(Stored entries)
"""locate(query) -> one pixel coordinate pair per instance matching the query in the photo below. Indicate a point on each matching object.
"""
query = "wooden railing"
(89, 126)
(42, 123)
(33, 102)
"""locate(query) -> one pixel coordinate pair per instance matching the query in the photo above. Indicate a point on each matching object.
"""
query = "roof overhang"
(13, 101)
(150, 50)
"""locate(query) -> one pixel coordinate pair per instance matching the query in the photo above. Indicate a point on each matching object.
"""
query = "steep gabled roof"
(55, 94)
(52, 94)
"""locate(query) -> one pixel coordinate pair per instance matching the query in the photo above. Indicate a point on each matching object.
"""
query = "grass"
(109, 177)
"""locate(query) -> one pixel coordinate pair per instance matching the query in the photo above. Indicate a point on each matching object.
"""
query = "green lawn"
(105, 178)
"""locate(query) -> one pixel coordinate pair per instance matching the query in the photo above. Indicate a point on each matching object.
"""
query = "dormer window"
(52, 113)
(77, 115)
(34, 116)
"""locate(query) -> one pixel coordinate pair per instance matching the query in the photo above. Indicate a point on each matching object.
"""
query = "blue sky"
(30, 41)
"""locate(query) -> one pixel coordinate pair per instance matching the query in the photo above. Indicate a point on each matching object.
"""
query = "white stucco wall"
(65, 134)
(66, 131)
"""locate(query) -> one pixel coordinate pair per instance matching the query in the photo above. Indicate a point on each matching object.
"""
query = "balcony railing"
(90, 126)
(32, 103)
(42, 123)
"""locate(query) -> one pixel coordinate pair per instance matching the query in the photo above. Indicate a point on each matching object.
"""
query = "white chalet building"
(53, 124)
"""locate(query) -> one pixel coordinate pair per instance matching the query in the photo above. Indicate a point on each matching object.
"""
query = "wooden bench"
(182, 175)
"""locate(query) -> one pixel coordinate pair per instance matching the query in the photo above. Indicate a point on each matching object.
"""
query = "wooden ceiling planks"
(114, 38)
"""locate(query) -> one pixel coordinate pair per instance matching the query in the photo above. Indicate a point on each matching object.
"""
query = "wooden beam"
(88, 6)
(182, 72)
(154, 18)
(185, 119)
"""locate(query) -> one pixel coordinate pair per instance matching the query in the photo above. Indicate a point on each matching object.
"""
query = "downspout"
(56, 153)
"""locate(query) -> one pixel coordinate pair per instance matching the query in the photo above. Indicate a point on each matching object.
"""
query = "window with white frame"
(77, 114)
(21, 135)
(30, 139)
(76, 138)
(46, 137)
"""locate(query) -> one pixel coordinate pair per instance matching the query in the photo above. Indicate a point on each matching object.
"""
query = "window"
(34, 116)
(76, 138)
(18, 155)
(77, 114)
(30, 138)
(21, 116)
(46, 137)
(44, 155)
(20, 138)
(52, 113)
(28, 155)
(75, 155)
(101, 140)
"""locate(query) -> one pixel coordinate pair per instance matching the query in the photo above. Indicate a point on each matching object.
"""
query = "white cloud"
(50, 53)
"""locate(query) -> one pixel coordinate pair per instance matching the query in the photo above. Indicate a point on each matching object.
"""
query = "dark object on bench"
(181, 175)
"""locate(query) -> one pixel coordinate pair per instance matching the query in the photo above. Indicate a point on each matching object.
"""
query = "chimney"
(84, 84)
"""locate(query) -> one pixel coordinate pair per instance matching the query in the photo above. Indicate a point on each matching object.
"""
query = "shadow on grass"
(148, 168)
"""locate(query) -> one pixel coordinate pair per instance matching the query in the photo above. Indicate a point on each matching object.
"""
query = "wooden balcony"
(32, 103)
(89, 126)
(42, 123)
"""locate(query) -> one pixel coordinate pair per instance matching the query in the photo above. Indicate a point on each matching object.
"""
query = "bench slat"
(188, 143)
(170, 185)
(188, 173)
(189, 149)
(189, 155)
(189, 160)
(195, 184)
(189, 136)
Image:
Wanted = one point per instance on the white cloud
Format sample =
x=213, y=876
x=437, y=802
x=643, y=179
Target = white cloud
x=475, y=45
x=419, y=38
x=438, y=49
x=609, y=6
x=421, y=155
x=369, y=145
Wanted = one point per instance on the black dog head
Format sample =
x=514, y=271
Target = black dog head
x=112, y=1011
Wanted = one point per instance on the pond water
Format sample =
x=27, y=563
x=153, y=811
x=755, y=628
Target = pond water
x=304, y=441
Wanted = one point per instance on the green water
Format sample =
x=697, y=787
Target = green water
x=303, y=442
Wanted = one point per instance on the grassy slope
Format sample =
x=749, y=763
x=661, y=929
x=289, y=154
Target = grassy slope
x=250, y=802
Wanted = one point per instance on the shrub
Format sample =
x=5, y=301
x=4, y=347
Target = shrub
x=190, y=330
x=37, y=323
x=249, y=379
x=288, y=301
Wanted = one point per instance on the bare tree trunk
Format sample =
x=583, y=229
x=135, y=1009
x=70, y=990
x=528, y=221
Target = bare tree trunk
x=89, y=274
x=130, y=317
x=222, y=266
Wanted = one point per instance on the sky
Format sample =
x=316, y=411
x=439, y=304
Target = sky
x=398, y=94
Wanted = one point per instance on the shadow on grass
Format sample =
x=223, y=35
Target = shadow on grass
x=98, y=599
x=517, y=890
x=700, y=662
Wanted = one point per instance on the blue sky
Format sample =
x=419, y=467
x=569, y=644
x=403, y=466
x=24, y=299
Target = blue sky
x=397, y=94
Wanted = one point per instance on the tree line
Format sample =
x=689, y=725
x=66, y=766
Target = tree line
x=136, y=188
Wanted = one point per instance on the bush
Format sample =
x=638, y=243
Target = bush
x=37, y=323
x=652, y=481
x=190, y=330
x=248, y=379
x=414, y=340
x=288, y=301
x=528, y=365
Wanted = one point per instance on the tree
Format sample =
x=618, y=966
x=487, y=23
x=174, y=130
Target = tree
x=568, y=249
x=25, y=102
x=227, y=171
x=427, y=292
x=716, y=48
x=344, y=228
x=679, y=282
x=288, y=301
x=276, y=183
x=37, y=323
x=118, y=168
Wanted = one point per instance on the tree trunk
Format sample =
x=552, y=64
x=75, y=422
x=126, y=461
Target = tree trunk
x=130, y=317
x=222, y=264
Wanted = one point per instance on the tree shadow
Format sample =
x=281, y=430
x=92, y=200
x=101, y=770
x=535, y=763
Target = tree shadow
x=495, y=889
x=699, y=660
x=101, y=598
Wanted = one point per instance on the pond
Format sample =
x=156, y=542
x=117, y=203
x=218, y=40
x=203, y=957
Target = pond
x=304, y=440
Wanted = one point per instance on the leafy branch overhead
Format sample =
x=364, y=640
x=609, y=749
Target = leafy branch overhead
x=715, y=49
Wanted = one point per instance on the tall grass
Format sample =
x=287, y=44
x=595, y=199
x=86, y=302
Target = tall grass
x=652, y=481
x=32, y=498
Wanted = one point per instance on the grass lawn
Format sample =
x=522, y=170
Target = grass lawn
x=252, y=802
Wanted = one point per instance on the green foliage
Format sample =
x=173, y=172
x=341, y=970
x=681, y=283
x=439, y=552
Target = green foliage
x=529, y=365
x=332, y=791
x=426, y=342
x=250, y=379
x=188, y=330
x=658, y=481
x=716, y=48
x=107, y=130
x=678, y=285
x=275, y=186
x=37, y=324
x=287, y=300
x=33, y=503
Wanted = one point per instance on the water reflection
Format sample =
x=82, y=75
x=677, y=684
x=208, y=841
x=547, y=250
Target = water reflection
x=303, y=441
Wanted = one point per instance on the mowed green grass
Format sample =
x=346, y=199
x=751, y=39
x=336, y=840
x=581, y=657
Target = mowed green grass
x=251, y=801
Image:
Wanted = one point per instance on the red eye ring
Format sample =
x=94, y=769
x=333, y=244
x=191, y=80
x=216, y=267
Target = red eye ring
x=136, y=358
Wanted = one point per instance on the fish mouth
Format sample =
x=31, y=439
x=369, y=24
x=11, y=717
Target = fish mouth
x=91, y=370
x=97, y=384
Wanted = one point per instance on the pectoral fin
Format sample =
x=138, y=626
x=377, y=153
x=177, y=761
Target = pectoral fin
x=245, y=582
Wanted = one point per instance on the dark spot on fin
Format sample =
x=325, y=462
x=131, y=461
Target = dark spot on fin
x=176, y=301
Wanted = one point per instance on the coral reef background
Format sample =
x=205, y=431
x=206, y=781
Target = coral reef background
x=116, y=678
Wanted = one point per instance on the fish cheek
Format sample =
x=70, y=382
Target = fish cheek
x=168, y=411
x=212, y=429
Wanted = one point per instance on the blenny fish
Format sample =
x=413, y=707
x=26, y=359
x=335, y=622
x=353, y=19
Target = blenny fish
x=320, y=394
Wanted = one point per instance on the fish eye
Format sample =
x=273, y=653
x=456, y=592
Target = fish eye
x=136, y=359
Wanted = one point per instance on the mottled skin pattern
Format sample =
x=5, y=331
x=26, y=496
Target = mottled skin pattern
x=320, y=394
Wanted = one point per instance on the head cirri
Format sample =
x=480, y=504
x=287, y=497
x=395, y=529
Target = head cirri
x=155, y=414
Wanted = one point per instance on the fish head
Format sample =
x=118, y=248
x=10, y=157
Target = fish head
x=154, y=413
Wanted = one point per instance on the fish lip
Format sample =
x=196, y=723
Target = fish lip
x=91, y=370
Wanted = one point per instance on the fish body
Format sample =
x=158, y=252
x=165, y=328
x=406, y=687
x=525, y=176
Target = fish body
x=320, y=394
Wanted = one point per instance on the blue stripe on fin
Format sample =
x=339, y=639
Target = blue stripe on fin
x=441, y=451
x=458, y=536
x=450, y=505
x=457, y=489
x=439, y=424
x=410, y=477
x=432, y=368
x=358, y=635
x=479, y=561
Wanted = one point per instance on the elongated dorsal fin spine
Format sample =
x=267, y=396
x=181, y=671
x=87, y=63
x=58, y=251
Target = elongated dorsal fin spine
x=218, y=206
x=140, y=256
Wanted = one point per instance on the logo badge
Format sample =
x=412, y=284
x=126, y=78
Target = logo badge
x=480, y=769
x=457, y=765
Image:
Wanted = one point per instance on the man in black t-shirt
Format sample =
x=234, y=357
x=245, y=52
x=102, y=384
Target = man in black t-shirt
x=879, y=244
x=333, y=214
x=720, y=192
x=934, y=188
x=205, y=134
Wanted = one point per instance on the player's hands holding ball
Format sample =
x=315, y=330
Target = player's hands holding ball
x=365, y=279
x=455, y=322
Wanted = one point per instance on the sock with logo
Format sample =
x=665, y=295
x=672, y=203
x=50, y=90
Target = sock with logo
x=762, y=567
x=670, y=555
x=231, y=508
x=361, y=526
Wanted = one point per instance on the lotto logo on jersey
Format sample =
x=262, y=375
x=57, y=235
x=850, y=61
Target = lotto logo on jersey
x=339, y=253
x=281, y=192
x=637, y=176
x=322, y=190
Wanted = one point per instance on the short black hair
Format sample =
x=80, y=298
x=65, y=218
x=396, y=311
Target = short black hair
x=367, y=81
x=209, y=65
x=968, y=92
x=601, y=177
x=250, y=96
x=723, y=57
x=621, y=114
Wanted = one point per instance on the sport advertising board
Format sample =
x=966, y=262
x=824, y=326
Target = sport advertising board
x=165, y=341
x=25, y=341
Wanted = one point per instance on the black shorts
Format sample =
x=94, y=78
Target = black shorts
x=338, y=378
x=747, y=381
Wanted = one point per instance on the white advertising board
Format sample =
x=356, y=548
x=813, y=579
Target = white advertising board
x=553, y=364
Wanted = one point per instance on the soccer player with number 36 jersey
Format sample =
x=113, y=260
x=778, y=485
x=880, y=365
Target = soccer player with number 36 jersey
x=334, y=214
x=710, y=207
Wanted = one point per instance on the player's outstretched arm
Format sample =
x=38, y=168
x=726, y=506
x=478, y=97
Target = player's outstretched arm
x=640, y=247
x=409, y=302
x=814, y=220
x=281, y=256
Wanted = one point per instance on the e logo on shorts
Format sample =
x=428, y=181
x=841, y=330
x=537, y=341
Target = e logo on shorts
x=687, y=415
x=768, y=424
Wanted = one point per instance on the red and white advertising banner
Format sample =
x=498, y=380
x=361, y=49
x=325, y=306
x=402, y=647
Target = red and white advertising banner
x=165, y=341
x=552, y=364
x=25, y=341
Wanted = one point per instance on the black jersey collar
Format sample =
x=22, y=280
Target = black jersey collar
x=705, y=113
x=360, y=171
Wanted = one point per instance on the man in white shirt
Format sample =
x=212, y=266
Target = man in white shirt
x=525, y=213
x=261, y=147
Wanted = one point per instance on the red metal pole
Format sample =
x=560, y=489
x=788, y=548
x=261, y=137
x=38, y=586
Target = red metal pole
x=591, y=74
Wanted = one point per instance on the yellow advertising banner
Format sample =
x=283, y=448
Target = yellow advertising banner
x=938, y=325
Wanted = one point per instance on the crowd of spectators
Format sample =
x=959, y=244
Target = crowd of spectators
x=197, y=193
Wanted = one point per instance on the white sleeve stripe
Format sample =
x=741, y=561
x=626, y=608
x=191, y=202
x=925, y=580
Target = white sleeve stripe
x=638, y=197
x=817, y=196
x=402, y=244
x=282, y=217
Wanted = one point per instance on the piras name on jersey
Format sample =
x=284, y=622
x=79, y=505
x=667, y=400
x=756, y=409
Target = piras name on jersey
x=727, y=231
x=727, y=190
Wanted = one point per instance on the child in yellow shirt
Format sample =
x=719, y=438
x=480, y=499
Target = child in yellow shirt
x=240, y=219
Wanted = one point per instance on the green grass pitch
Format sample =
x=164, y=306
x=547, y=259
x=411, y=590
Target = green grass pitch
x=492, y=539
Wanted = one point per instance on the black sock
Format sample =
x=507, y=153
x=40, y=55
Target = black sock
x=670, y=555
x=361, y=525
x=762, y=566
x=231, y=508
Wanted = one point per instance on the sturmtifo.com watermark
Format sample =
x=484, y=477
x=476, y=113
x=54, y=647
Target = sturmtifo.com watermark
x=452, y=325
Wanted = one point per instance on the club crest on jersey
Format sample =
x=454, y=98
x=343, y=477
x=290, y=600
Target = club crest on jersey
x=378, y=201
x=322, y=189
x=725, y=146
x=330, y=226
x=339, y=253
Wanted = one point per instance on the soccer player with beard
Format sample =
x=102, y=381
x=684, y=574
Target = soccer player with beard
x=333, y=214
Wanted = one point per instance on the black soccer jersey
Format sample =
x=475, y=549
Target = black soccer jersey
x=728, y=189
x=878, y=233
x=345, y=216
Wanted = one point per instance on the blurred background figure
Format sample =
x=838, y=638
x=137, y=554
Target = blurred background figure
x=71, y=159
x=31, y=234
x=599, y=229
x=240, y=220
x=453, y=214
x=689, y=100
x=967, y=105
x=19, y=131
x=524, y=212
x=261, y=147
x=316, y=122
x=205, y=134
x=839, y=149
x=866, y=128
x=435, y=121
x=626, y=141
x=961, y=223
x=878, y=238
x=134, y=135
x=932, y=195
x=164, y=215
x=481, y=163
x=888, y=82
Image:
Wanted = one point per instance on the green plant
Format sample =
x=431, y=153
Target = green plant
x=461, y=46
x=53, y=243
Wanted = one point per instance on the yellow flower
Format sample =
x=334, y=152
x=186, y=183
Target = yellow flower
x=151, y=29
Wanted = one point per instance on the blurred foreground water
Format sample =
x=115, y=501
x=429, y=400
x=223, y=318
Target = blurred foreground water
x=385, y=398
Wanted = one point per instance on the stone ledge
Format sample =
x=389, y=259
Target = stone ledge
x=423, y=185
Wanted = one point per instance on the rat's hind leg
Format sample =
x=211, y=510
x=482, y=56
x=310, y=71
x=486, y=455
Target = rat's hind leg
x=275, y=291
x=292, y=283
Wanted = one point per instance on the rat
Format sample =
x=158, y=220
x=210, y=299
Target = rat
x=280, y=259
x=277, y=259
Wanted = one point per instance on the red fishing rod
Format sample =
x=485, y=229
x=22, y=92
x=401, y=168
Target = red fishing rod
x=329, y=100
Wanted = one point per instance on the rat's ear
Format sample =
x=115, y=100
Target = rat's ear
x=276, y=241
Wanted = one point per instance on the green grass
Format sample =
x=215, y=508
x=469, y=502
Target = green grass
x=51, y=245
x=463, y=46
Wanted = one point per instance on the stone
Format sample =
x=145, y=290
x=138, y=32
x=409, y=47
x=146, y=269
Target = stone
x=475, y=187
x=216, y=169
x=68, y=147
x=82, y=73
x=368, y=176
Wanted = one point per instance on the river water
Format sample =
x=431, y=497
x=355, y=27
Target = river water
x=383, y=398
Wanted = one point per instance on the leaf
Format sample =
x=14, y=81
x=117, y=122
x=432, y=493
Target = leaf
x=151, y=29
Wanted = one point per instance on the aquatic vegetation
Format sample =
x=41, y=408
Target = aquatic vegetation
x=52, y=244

◆ Challenge: Reproduce every line of the data from the line containing "Wanted = one point per instance on the blenny" up to and including the line containing "x=457, y=765", keeping the requests, and multiply each answer coordinate by 0.45, rounding to the nearest whole number with halves rounded up. Leave the numbers in the requests and their format samples unchanged.

◆ Task output:
Wanted = one point per instance on the blenny fish
Format sample =
x=413, y=707
x=26, y=359
x=335, y=622
x=353, y=19
Target = blenny fish
x=144, y=177
Wanted = one point per instance on the fish eye
Format sample =
x=273, y=653
x=456, y=592
Target = fish eye
x=61, y=162
Wanted = one point per instance on the mottled skin pattern
Format sample =
x=5, y=331
x=26, y=496
Target = mottled skin pattern
x=144, y=177
Wanted = one point per instance on the head cirri
Format sample =
x=480, y=504
x=287, y=497
x=395, y=529
Target = head cirri
x=70, y=186
Wanted = one point per instance on the fish head
Format sample =
x=118, y=248
x=10, y=157
Target = fish head
x=69, y=186
Wanted = one point per instance on the fish lip
Format sample =
x=196, y=723
Target = fish lip
x=41, y=167
Wanted = one point per instance on the fish body
Format sample =
x=158, y=252
x=165, y=328
x=406, y=687
x=525, y=176
Target = fish body
x=144, y=177
Wanted = one point per instance on the blue stripe on fin
Format sample =
x=339, y=639
Target = blue stripe on fin
x=198, y=203
x=206, y=241
x=203, y=227
x=206, y=220
x=198, y=191
x=185, y=215
x=194, y=166
x=161, y=286
x=216, y=252
Wanted = one point per instance on the elongated dorsal fin spine
Format sample =
x=267, y=396
x=181, y=671
x=87, y=63
x=58, y=251
Target = elongated dorsal fin spine
x=98, y=93
x=63, y=115
Wanted = one point per instance on the logo badge
Format sample =
x=412, y=284
x=126, y=78
Target = logo badge
x=216, y=346
x=206, y=344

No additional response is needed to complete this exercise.